§ EXCERPTED PASSAGE:
I don't seem to know what category I fall into... Maybe its _I can cook but_ my menu is very limited. I can make excellent paneer masala, mutter-paneer, chicken biryani, roast chicken masala, etc. and some other odd dishes.  

I also experiment with food, and I made some good stuff. Like once I tried to make some chicken dish, just improvised with spices and marinated the pieces in yogurt. It turned out to be mindblowing (so much for modesty). 


@Metalhead, I'm not being a male chauvinistic pig, but I read it somewhere once that the best chefs in the world are men.


----------



## Pathik (May 28, 2008)

dheeraj_kumar said:


> INSTANT FOODS LIKE MAGGI EXCLUDED!!!!!!
> 
> That goes for you pathik.



BTW, I can also make great Sandwiches, Lassi & toast the Pav's for Pav Bhaji. Does it count now?


----------



## ray|raven (May 28, 2008)

^Lolz.


----------



## dOm1naTOr (May 28, 2008)

being a keralite, i can do some south Indian ones like Sambar, idli, doosa, uppumaav[wat to call it in english???ahh got it: saltmangotree!!!!] 
nd im a veg, so dun need to learn ny non veg. Also makes coffee, tea etc
caution: I cook only when im starving


----------



## koolbluez (May 28, 2008)

Does making great tea/coffee count as cooking?


----------



## karmanya (May 28, 2008)

. Want chinese or italian? I'm your guy. Want to commit suicide- eat my indian food


----------



## praka123 (May 28, 2008)

dheeraj_kumar said:


> ^^ you can get those pav buns in supermarkets... and make the bhaji yourself...



oh boy!u got it !I am doing the same.  I got everest or someother pav bhaji masala and thats it!


----------



## koolbluez (May 28, 2008)

Pathik said:


> If Maggi counts, then me.


Maggie's weak in Maths... she can't count.... so u cant cook


----------



## Ethan_Hunt (May 28, 2008)

I could cook to some extent but not now.I had my mom force me into making Chappati's & Egg Omlette.I had a good practice but now lost all touch from it.I have to learn though as my dad is an expert cook & need a lot of time & patience to take tips from him.


----------



## tarey_g (May 28, 2008)

Idhar to maggie banana bhi nahi aata


----------



## Plasma_Snake (May 28, 2008)

Cooking is my third favorite thing or you can say hobby after Gaming and reading books.
Can make all the usual stuff and like to try new dishes in vacations.


----------



## iNFiNiTE (May 28, 2008)

I can cook most of the veg dishes, and can arrange a decent morning breakfast too.


----------



## Pathik (May 28, 2008)

koolbluez said:


> Maggie's weak in Maths... she can't count.... so u cant cook



Yea. Maybe. But Maggie Q is surely hot. Isnt it?


----------



## y2j826 (May 28, 2008)

i know how to eat only, not more then that . . .


----------



## SunnyChahal (May 28, 2008)

Tea,Coffee,Chapatis,chilly Paneer,shakes,pasta are all i can manage to cook.I prefer eating though because I am awful at cooking.
But i cook good Paneer


----------



## kumarmohit (May 28, 2008)

Hmm lets see:
Chai i know but i do not drink.
Can boil eggs,
Can boil rice,
Can boil potatoes.
Can make aloo tikkis, (frying)

Does maggi count?

Challi bhoon sakata hoon. (roast)

§ PROBLEM DETAILS: Reproduce the stretch of the cooking forum thread above from "## Plasma_Snake (May" through "morning breakfast too.", keeping every word, space, and mark unchanged.

§ DATA RECORDS:
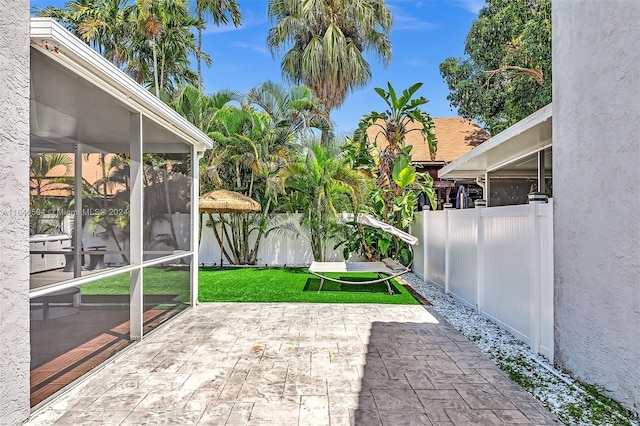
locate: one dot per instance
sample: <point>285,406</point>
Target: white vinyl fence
<point>497,260</point>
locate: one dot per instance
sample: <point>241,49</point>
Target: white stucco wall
<point>14,202</point>
<point>596,176</point>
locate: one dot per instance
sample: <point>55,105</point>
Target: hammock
<point>388,267</point>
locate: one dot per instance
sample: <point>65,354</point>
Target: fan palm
<point>106,25</point>
<point>327,40</point>
<point>322,177</point>
<point>392,125</point>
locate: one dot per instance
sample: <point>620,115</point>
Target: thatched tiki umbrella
<point>222,201</point>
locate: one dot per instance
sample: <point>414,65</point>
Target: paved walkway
<point>300,364</point>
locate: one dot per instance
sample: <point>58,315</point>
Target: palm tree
<point>219,11</point>
<point>322,177</point>
<point>392,125</point>
<point>105,25</point>
<point>296,110</point>
<point>165,25</point>
<point>327,40</point>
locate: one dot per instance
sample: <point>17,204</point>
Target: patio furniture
<point>388,267</point>
<point>96,257</point>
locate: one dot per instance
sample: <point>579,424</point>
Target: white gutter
<point>59,44</point>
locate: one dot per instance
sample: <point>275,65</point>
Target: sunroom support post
<point>77,221</point>
<point>136,225</point>
<point>195,223</point>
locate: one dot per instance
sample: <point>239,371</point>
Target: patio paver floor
<point>300,364</point>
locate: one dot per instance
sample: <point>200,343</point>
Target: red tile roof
<point>456,136</point>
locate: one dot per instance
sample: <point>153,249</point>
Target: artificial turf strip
<point>292,285</point>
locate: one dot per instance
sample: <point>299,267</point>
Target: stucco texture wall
<point>596,178</point>
<point>14,202</point>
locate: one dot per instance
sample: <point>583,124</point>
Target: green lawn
<point>292,285</point>
<point>254,285</point>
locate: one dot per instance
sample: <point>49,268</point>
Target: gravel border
<point>557,391</point>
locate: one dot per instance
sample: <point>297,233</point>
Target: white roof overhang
<point>526,137</point>
<point>78,96</point>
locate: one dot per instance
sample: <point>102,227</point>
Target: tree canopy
<point>506,73</point>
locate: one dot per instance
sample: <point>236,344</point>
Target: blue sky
<point>425,32</point>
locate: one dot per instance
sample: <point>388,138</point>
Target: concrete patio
<point>300,364</point>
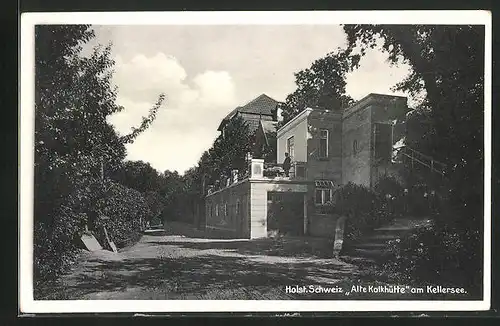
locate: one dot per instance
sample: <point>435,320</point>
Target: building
<point>329,148</point>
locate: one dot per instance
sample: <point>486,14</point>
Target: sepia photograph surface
<point>326,161</point>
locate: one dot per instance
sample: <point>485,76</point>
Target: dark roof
<point>263,104</point>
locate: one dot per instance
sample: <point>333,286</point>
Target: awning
<point>323,183</point>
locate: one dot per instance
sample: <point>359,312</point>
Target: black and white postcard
<point>255,161</point>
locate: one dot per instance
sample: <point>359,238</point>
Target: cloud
<point>186,124</point>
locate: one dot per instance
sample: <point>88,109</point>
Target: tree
<point>139,175</point>
<point>322,85</point>
<point>73,140</point>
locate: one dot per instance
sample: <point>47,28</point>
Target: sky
<point>207,71</point>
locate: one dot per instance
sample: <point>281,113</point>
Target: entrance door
<point>285,212</point>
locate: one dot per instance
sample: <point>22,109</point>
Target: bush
<point>434,254</point>
<point>56,242</point>
<point>126,210</point>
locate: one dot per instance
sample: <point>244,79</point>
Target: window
<point>323,143</point>
<point>290,147</point>
<point>324,192</point>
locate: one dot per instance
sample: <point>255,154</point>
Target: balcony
<point>275,171</point>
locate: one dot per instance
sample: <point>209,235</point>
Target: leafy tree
<point>322,85</point>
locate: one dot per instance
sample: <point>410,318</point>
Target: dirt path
<point>170,267</point>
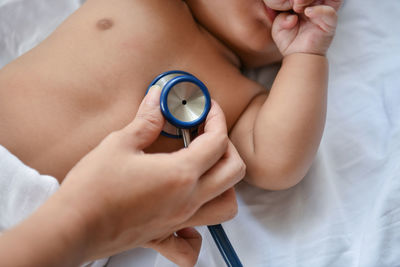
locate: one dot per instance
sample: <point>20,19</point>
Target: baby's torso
<point>99,64</point>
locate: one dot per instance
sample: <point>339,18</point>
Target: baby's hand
<point>311,32</point>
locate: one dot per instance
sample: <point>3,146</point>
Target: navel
<point>104,24</point>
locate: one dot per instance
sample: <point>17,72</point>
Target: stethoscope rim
<point>164,106</point>
<point>186,77</point>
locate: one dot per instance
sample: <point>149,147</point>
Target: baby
<point>88,78</point>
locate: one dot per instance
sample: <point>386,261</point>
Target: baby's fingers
<point>299,5</point>
<point>323,16</point>
<point>284,30</point>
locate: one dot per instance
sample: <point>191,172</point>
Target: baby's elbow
<point>275,177</point>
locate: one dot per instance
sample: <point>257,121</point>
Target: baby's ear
<point>333,3</point>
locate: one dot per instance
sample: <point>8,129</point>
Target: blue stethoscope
<point>185,103</point>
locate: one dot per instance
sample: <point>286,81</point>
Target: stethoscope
<point>185,103</point>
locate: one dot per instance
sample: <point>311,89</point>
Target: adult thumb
<point>148,123</point>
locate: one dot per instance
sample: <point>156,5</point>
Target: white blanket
<point>346,212</point>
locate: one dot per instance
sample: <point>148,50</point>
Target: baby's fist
<point>311,32</point>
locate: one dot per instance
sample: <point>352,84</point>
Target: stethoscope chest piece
<point>184,101</point>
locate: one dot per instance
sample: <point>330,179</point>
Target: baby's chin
<point>259,59</point>
<point>257,54</point>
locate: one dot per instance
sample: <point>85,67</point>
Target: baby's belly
<point>102,76</point>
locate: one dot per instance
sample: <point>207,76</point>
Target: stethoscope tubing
<point>224,246</point>
<point>217,231</point>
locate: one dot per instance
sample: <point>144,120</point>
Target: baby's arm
<point>278,135</point>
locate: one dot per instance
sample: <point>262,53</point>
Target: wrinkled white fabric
<point>22,189</point>
<point>346,212</point>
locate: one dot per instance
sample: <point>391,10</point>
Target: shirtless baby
<point>59,100</point>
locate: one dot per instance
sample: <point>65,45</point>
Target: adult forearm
<point>289,125</point>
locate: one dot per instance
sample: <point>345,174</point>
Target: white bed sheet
<point>346,212</point>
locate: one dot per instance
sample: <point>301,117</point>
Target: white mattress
<point>346,212</point>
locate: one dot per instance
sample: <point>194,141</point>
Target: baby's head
<point>243,25</point>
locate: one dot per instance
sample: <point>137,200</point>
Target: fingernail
<point>308,11</point>
<point>290,17</point>
<point>153,96</point>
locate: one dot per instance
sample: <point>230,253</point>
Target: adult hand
<point>117,197</point>
<point>298,6</point>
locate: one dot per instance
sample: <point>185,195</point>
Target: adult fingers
<point>222,176</point>
<point>323,16</point>
<point>281,5</point>
<point>182,248</point>
<point>207,148</point>
<point>216,211</point>
<point>148,123</point>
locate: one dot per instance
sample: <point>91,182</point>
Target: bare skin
<point>88,78</point>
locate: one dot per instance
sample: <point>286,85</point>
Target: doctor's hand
<point>117,197</point>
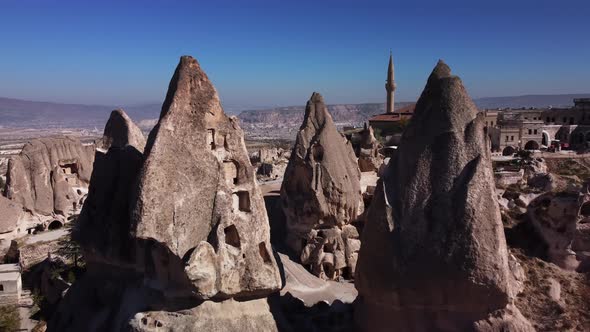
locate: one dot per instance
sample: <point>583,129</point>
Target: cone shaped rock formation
<point>434,255</point>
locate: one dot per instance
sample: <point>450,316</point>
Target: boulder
<point>121,131</point>
<point>561,219</point>
<point>103,227</point>
<point>198,198</point>
<point>321,192</point>
<point>35,178</point>
<point>12,213</point>
<point>177,239</point>
<point>433,254</point>
<point>369,158</point>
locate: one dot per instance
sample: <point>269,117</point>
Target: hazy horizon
<point>270,54</point>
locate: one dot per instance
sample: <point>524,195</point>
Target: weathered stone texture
<point>11,213</point>
<point>321,192</point>
<point>103,227</point>
<point>369,158</point>
<point>434,255</point>
<point>177,238</point>
<point>198,196</point>
<point>36,177</point>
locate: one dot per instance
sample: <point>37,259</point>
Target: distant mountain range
<point>22,113</point>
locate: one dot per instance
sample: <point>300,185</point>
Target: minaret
<point>390,86</point>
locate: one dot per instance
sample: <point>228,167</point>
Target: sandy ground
<point>299,282</point>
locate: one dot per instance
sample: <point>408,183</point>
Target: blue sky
<point>269,53</point>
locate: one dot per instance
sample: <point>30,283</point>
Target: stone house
<point>533,129</point>
<point>10,284</point>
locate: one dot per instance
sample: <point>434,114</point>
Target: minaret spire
<point>390,86</point>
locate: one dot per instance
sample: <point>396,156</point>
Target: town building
<point>392,121</point>
<point>534,129</point>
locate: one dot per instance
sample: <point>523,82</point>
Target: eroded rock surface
<point>103,227</point>
<point>321,195</point>
<point>12,213</point>
<point>50,175</point>
<point>178,239</point>
<point>562,220</point>
<point>198,196</point>
<point>369,158</point>
<point>434,255</point>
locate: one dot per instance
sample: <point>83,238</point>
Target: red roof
<point>404,113</point>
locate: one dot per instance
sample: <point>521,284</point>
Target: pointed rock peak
<point>316,112</point>
<point>316,97</point>
<point>121,131</point>
<point>191,91</point>
<point>441,70</point>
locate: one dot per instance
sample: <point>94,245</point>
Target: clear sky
<point>270,53</point>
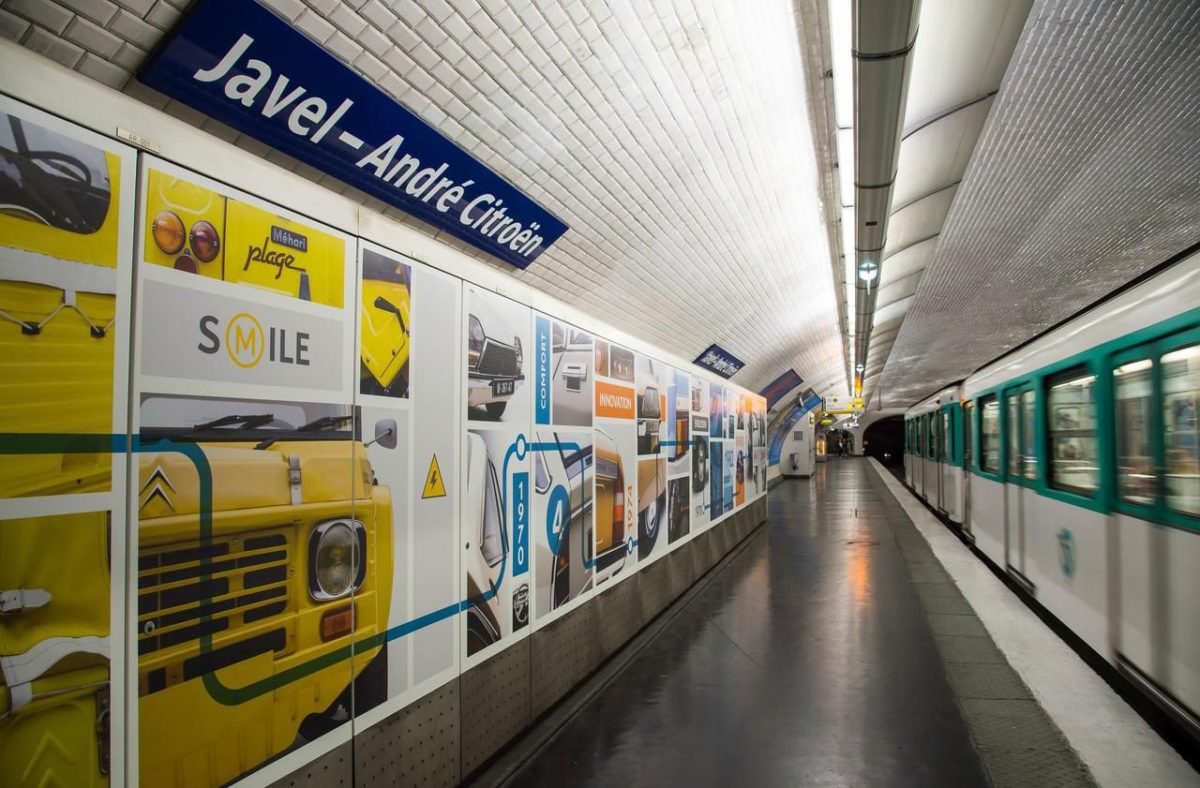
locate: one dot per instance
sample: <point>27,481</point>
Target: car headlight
<point>475,340</point>
<point>336,559</point>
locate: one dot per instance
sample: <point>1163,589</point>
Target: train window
<point>1072,423</point>
<point>989,434</point>
<point>1029,457</point>
<point>1135,465</point>
<point>1181,439</point>
<point>1014,435</point>
<point>967,433</point>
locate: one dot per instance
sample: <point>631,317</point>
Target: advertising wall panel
<point>352,476</point>
<point>67,215</point>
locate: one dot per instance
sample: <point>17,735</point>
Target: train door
<point>943,459</point>
<point>967,462</point>
<point>1156,397</point>
<point>1020,470</point>
<point>924,452</point>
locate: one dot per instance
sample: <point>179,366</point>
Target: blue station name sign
<point>720,361</point>
<point>240,64</point>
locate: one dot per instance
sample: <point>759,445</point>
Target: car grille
<point>498,360</point>
<point>180,600</point>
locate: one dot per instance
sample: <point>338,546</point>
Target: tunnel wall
<point>265,379</point>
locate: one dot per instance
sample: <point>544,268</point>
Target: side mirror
<point>385,433</point>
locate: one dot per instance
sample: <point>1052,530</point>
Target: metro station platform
<point>839,647</point>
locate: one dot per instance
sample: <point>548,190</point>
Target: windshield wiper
<point>388,306</point>
<point>324,422</point>
<point>244,422</point>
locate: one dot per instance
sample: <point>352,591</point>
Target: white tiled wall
<point>670,134</point>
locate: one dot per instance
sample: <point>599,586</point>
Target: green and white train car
<point>1073,463</point>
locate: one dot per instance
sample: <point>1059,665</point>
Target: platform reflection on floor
<point>805,661</point>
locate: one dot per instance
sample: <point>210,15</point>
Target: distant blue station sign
<point>720,361</point>
<point>237,61</point>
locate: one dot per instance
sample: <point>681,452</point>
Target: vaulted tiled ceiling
<point>1087,174</point>
<point>672,136</point>
<point>959,61</point>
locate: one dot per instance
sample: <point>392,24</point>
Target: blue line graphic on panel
<point>28,444</point>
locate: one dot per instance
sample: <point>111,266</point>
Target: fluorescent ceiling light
<point>841,44</point>
<point>846,164</point>
<point>847,234</point>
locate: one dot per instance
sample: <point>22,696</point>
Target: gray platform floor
<point>833,650</point>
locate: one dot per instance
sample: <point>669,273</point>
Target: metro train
<point>1073,464</point>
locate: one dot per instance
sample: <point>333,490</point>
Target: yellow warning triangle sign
<point>435,487</point>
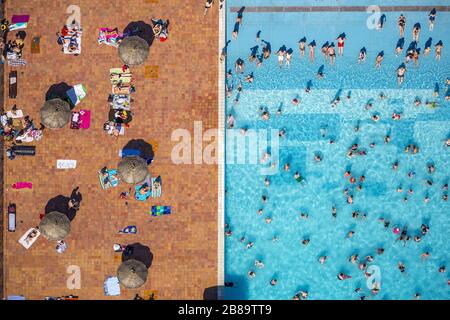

§ SOLVED PROBLEM:
## Plasma_Snake (May 28, 2008)

Cooking is my third favorite thing or you can say hobby after Gaming and reading books.
Can make all the usual stuff and like to try new dishes in vacations.


----------



## iNFiNiTE (May 28, 2008)

I can cook most of the veg dishes, and can arrange a decent morning breakfast too.